# [Texte fourni]
# # # #

21 Mars 2025
Black Dog // De Hu Guan. Avec Eddie Peng, Liya Yong et Jia Zghanke.
Le cinéma chinois, notamment celui présenté dans les festivals internationaux, a souvent cette capacité à peindre des atmosphères singulières, où l’image prend parfois le pas sur le récit. Black Dog, réalisé par Guan Hu et récompensé du Prix Un Certain Regard à Cannes en 2024, s’inscrit dans cette lignée. Il propose un voyage contemplatif dans une ville abandonnée aux confins du désert de Gobi, où errent autant des chiens que des âmes en quête de sens. Ce film ne se laisse pas apprivoiser facilement. L’histoire se construit lentement, à travers des plans soigneusement composés et une mise en scène qui privilégie l’émotion brute plutôt que l’explication.
Lang revient dans sa ville natale aux portes du désert de Gobi. Alors qu’il travaille pour la patrouille locale chargée de débarrasser la ville des chiens errants, il se lie d’amitié avec l’un d’entre eux. Une rencontre qui va marquer un nouveau départ pour ces deux âmes solitaires.
Dans ce décor quasi post-apocalyptique, un homme taciturne et un chien solitaire se croisent, s’observent, et finissent par tisser un lien fragile, reflet de la condition humaine dans un monde en mutation. L’environnement de Black Dog joue un rôle central. Cette ville aux abords du désert de Gobi, marquée par l’absence, évoque à la fois un western moderne et un film d’anticipation. Les immeubles vides, les routes poussiéreuses et les rares habitants prostrés dans une routine morne façonnent un paysage où l’on ressent une profonde mélancolie. Ce décor, en lui-même, raconte quelque chose de la Chine contemporaine.
Il met en lumière ces zones oubliées, loin des grandes métropoles en pleine expansion, où la modernité semble un mirage inaccessible. Le réalisateur cherche clairement à interroger la transformation du pays et ses laissés-pour-compte, ces hommes et ces bêtes qui errent dans un territoire à l’abandon. Lang, interprété par Eddie Peng, est un personnage peu loquace, presque effacé. De retour dans sa ville natale après un passage en prison, il se retrouve à travailler pour une patrouille chargée de capturer les chiens errants.

# # # #

# [Consignes]
A – Relevez tous les acteurs nommés dans la critique du film Black Dog.
B – Quelle récompense la critique du film Black Dog mentionne-t-elle pour le festival de Cannes 2024 ?
C – Poursuivez la critique du film Black Dog à partir de sa dernière phrase.

# # # #

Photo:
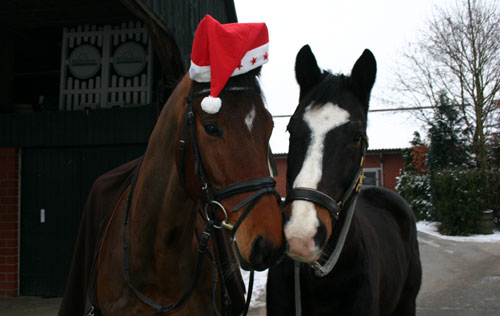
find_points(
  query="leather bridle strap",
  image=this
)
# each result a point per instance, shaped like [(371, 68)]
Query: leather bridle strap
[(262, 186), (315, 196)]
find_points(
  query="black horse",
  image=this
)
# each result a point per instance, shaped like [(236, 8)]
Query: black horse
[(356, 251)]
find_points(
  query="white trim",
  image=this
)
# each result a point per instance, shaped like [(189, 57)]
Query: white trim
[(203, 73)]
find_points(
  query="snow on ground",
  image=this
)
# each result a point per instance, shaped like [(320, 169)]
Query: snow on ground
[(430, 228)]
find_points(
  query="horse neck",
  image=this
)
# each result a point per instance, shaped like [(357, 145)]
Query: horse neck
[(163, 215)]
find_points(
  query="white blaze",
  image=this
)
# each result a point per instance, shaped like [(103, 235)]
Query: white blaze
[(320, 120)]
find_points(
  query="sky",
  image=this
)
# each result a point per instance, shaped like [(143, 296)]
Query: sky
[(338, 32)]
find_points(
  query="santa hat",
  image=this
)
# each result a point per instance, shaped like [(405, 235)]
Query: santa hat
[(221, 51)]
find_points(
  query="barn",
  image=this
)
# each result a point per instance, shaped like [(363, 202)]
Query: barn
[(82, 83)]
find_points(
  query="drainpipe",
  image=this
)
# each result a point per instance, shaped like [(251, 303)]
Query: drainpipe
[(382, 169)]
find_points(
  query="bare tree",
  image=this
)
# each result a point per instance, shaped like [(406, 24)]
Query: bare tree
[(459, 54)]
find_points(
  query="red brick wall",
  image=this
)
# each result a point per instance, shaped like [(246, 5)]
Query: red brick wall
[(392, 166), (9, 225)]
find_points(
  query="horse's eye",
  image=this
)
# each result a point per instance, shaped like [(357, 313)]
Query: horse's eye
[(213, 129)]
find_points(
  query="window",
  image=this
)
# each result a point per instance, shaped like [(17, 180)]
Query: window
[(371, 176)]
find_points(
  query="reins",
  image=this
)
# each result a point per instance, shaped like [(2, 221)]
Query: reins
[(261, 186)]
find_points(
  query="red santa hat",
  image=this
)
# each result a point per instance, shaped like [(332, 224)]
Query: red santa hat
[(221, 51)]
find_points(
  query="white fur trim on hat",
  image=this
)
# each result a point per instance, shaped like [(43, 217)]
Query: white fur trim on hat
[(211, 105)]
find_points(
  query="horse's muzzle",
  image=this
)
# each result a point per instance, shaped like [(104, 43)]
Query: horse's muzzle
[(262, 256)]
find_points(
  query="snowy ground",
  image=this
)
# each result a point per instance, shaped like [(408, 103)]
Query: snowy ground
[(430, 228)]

# # # #

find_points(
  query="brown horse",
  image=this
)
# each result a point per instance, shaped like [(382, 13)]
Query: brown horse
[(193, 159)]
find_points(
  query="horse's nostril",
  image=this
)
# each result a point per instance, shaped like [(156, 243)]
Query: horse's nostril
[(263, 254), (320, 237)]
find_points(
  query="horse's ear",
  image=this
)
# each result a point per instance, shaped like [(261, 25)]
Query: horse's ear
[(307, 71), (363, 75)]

# # # #

# [Réponses]
A – Eddie Peng, Liya Yong et Jia Zghanke.

B – Le film a reçu le Prix Un Certain Regard.

C –
Ce métier, brutal et absurde dans un tel contexte, sert de point de départ à une rencontre inattendue : celle avec un lévrier qu’il décide d’épargner. Ce chien devient rapidement une présence essentielle dans le film. Il ne s’agit pas seulement d’un animal de compagnie ou d’un symbole de liberté, mais plutôt d’un miroir pour Lang. Tous deux sont des survivants dans un monde qui ne leur laisse pas de place. Cette relation, qui se construit en silence, est sans doute l’un des aspects les plus réussis du film. S’il y a un élément qui captive immédiatement dans Black Dog, c’est bien sa photographie.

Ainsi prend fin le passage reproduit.